Task goal: Duplicate every one of the records below line for line, with nothing added, dropped, or altered.

Listed entries:

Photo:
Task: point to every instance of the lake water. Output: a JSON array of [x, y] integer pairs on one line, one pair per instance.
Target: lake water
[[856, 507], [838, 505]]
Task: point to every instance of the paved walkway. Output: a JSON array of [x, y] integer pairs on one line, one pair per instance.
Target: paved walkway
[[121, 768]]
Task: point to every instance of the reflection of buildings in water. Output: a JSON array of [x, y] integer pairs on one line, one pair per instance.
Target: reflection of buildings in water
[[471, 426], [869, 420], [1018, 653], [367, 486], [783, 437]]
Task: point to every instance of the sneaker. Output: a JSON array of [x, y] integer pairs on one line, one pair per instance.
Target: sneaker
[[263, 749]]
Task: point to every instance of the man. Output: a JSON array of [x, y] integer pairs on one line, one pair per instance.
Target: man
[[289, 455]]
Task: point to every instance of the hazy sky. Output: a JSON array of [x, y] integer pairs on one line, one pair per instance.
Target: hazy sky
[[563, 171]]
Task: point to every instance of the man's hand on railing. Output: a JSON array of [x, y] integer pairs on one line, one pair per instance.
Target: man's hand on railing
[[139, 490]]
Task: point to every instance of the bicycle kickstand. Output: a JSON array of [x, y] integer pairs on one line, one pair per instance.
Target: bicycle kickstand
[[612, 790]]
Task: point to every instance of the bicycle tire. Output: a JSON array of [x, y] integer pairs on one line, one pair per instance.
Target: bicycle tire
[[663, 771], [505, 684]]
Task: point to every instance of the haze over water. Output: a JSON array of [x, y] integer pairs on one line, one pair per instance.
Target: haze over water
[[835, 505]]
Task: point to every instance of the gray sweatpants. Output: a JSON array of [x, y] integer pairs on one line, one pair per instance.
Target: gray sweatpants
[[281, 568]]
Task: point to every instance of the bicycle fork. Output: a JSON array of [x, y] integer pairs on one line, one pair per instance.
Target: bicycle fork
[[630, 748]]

Answer to the task:
Photo:
Task: point to every instance of the lake water. Output: a JSON array of [x, y] integer pairs on one line, one pair per instance.
Target: lake water
[[856, 507], [838, 505]]
Task: point to every instance of the paved walkway. Output: a JSON array of [x, y] integer pairs on one line, one pair per instance.
Target: paved walkway
[[121, 768]]
Task: point to every instance of the reflection of buildings in water. Output: a JSON array of [x, y] integer pairs on one line, one pair per instance.
Target: reflection of buildings in water
[[471, 426], [869, 420], [1018, 653], [367, 486], [783, 437]]
Task: point to every instance of the sneaker. Output: a JSON array of [x, y] integer pairs on one line, one pair per instance.
Target: sneaker
[[263, 749]]
Task: point to every instance of the man. Output: a JSON array of [x, y] integer pairs on one line, one pair per instance.
Target: man
[[289, 455]]
Task: point to every instance of the hazy sky. Output: a JSON array of [x, y] integer pairs on one line, one pair per instance.
Target: hazy sky
[[563, 171]]
Task: point to every instance of the man's hand on railing. Output: a JSON array of [x, y] integer pairs on one line, one pair per instance.
Target: man's hand on railing
[[139, 490]]
Task: point to every instance of the bicycle kickstand. Output: a JSON array of [x, y] integer pairs on one line, one pair per instance.
Target: bicycle kickstand
[[612, 790]]
Task: point to every instance of the bicycle tire. Output: a JSON array of [x, y] integer pairs on one line, one pair per instance.
Target: bicycle tire
[[663, 771], [505, 684]]
Task: point to every instance of the haze over water. Output: a JSON array of [x, y] integer pairs on one line, one pair per instance.
Target: haze over water
[[835, 505]]
Task: point to every instance of the gray sweatpants. Output: a JSON array of [x, y] integer pairs on one line, one pair per instance.
Target: gray sweatpants
[[281, 568]]
Task: point to every instance of the bicycle fork. Output: a JSON array of [x, y] integer pairs on one line, one pair per instance.
Target: bicycle fork
[[630, 748]]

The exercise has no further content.